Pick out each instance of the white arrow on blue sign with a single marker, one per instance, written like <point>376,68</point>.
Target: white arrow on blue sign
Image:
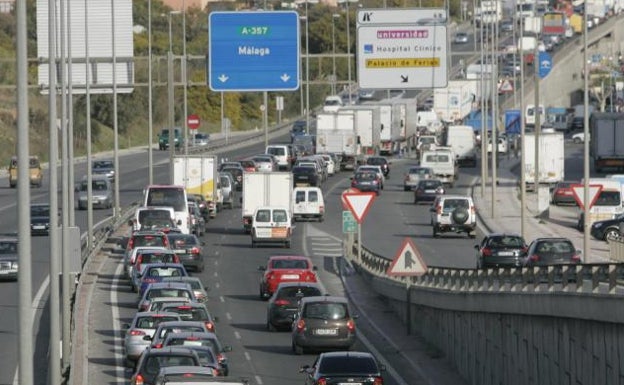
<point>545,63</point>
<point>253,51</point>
====
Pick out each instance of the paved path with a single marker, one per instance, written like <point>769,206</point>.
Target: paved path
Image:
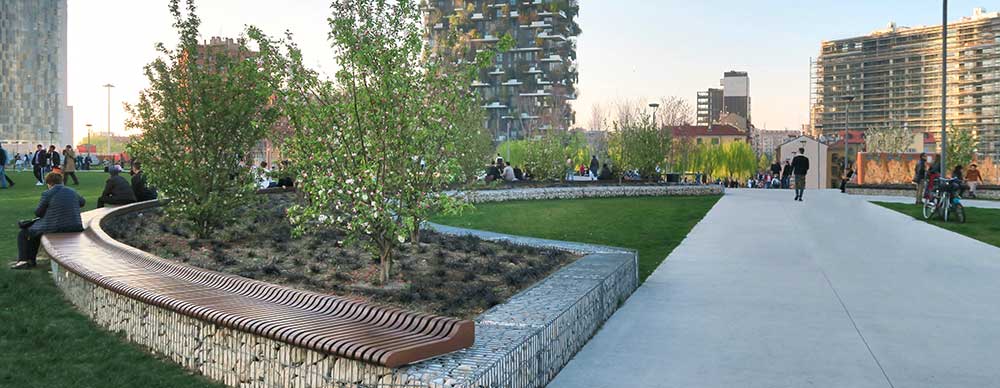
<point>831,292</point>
====
» Problem details:
Only lines that include "Pick" are counted here. Give their number for the records above and add nothing.

» Reply:
2